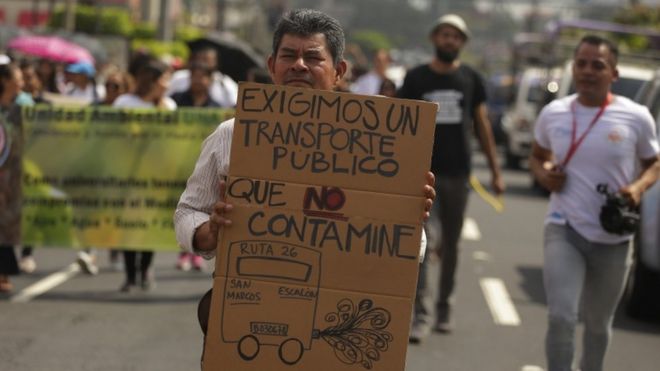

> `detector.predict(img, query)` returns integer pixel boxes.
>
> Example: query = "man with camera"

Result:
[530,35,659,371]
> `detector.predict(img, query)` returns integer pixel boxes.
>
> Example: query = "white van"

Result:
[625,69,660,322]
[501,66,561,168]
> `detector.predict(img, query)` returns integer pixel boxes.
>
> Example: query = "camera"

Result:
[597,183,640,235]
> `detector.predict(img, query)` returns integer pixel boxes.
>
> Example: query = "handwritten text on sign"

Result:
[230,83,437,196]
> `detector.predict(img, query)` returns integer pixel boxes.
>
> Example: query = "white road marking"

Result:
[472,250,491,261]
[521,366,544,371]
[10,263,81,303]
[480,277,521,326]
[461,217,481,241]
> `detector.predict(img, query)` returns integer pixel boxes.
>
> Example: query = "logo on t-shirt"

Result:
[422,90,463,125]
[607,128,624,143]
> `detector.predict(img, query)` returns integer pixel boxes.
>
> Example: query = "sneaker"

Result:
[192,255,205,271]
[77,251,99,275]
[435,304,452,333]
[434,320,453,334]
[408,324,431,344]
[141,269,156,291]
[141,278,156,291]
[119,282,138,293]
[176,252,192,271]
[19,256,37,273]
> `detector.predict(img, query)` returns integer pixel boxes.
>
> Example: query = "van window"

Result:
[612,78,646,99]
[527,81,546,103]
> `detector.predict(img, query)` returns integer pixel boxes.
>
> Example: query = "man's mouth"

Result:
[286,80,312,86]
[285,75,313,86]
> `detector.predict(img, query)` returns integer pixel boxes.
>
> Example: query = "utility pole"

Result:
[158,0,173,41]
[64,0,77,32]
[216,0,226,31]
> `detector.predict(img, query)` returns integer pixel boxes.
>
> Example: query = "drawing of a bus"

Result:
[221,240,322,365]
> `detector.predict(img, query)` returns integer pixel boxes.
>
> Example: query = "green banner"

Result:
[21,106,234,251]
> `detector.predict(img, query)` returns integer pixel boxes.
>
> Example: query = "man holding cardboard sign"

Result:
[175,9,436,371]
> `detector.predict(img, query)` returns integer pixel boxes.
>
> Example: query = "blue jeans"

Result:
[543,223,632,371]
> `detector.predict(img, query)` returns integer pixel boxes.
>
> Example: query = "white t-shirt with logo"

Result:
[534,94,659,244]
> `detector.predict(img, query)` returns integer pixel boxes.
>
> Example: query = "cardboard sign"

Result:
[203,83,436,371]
● ● ● ● ● ● ●
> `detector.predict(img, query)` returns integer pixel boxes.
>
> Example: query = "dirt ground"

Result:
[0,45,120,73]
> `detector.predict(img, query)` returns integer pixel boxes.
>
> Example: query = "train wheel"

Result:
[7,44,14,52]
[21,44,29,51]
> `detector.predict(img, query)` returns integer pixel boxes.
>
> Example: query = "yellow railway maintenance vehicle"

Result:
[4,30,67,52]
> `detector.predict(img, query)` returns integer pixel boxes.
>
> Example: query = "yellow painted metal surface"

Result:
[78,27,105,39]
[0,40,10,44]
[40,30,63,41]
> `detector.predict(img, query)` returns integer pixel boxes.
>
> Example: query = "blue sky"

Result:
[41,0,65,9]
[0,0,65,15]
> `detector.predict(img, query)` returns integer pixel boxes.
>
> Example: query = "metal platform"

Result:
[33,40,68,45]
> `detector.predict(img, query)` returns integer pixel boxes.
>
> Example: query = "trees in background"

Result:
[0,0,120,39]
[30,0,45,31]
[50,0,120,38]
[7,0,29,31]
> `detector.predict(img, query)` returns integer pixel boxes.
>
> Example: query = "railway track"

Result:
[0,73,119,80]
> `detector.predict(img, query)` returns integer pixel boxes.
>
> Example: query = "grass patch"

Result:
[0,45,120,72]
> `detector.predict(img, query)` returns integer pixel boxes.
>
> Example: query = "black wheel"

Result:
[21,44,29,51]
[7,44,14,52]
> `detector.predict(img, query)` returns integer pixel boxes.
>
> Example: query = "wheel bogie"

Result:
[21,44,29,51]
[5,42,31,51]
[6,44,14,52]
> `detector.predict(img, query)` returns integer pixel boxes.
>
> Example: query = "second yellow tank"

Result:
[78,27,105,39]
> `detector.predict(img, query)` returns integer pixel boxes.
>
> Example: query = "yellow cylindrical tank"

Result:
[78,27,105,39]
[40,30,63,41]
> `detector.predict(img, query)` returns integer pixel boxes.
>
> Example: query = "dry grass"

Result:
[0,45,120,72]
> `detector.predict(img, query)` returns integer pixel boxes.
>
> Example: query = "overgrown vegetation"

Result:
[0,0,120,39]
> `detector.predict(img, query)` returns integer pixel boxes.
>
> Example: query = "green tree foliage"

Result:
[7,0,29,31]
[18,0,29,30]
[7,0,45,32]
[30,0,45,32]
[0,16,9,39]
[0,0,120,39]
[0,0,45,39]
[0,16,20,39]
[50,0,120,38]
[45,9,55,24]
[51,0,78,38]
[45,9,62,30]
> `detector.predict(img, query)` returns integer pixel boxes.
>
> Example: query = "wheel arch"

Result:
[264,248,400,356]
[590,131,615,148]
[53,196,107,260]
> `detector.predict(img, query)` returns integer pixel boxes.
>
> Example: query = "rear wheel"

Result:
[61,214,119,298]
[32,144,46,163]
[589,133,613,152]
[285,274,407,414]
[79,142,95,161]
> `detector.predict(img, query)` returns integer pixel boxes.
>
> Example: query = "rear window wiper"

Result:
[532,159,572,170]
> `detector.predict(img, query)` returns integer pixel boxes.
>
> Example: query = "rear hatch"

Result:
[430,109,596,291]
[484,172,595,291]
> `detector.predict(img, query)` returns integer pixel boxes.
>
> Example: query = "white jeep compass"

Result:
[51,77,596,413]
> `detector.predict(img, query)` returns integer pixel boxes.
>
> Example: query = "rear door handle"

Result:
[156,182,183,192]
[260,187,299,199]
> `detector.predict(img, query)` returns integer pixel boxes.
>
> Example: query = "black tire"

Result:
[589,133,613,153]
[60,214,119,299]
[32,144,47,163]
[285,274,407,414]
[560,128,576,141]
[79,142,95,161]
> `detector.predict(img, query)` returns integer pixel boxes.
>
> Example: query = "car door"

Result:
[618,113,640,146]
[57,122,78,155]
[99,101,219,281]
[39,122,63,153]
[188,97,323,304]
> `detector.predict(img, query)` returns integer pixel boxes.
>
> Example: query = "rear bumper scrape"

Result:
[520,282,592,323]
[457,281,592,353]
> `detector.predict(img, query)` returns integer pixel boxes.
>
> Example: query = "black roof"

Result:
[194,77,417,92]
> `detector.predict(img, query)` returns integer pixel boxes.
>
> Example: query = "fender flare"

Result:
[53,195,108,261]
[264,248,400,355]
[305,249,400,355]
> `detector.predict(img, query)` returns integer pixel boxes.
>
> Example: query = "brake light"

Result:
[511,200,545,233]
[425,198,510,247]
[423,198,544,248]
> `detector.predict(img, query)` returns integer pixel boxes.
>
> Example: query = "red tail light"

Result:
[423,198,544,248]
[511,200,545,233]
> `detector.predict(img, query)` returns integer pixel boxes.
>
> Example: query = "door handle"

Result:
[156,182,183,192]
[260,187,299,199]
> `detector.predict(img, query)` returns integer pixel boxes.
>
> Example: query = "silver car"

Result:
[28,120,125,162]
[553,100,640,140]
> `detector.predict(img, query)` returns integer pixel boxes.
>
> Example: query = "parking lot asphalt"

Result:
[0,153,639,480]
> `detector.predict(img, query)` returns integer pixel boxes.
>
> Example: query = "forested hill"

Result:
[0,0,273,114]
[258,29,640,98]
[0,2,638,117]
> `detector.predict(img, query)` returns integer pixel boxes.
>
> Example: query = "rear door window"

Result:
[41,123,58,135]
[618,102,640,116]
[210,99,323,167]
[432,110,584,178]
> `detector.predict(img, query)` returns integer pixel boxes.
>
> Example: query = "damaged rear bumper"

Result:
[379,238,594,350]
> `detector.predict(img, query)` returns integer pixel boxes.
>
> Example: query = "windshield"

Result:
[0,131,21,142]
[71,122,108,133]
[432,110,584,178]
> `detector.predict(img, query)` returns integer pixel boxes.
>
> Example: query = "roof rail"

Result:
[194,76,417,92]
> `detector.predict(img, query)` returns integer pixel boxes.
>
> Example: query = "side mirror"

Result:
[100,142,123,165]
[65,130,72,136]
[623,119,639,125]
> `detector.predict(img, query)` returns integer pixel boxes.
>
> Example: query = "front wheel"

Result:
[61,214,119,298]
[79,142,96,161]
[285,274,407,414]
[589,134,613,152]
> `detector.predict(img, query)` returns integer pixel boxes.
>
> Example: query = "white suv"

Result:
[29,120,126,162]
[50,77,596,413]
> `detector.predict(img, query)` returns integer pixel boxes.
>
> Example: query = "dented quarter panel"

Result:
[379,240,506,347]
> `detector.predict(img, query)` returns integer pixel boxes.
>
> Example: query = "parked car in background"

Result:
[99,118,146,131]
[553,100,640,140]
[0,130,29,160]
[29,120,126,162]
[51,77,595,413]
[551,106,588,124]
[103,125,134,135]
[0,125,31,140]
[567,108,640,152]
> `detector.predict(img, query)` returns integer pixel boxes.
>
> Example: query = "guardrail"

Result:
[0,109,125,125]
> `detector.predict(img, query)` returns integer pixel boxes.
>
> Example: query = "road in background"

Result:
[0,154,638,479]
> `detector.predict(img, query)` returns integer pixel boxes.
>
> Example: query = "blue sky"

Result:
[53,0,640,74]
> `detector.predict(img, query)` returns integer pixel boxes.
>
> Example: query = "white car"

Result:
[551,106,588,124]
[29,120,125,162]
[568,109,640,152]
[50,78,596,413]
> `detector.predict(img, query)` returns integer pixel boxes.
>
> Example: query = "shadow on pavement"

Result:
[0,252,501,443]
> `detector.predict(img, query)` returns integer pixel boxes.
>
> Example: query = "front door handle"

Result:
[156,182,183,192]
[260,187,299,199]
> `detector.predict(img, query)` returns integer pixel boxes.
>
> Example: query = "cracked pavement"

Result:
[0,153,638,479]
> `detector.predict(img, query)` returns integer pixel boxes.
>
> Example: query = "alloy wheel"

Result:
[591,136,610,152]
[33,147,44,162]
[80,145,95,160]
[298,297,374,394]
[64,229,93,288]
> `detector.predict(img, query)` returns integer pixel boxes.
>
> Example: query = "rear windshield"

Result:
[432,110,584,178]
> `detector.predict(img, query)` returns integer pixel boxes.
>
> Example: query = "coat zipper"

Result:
● ● ● ● ● ● ●
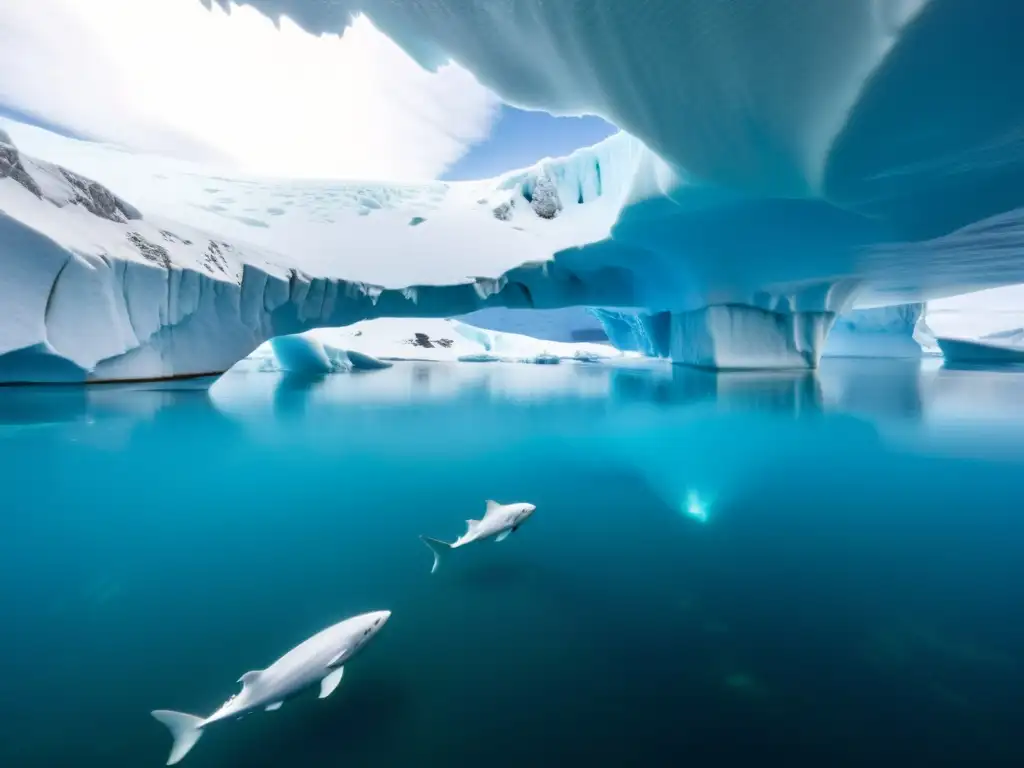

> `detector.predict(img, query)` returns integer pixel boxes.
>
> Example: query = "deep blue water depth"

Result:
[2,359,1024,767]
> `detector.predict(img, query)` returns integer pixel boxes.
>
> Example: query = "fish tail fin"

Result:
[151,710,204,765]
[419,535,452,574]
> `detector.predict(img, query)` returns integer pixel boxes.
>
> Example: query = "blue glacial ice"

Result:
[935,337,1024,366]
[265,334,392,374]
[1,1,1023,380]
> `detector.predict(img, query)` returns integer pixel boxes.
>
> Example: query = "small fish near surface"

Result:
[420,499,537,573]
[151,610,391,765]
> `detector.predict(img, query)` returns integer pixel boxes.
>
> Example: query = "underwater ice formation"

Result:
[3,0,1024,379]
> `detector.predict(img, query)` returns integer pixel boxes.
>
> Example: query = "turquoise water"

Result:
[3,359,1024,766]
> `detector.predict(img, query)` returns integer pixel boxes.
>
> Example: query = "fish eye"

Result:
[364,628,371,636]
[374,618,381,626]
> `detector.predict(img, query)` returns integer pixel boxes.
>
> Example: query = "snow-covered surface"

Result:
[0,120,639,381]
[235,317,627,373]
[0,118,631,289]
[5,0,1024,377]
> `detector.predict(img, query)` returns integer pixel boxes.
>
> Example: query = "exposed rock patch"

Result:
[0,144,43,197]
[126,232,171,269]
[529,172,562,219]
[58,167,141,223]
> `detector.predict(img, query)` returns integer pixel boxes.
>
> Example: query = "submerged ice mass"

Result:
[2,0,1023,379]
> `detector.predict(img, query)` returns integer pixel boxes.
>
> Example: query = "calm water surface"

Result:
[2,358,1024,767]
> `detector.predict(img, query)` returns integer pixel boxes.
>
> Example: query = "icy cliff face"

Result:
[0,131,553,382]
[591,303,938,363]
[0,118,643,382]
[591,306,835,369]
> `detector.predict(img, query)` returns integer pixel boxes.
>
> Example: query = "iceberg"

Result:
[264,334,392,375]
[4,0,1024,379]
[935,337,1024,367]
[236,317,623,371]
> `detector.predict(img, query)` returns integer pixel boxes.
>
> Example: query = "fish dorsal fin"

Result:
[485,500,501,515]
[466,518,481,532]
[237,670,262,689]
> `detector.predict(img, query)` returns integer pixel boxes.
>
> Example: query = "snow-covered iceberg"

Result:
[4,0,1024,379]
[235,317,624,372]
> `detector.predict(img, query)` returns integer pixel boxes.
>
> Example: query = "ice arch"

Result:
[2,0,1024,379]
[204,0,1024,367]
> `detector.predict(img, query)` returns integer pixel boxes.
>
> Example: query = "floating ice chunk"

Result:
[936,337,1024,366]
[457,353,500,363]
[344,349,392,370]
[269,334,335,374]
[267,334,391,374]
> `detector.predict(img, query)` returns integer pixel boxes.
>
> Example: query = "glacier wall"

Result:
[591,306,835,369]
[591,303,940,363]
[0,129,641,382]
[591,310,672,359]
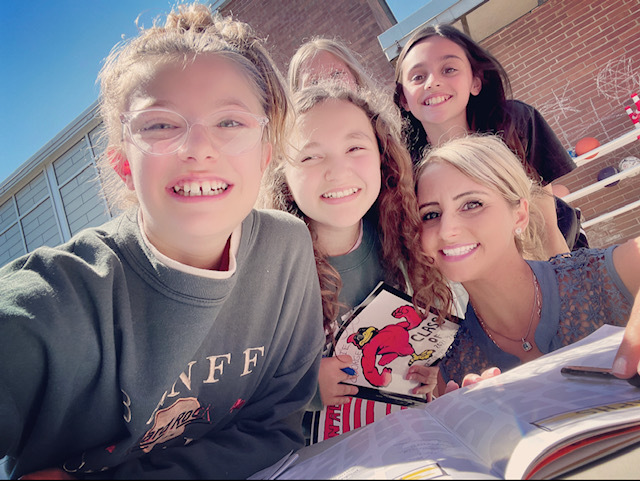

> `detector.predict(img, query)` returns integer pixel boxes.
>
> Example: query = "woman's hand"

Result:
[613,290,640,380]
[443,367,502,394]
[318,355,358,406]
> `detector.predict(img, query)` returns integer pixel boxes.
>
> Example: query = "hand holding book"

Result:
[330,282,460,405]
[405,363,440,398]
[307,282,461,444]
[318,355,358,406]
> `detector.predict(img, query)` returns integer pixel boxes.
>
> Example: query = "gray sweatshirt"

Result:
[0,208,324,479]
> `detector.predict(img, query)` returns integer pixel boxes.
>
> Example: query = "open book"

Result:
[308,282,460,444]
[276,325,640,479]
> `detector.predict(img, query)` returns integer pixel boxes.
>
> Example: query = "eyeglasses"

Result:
● ● ● ● ● ● ●
PROBLEM STATEMENT: In the material above, how many lines hold the word "arch"? Say only the number.

ANSWER BOX: 2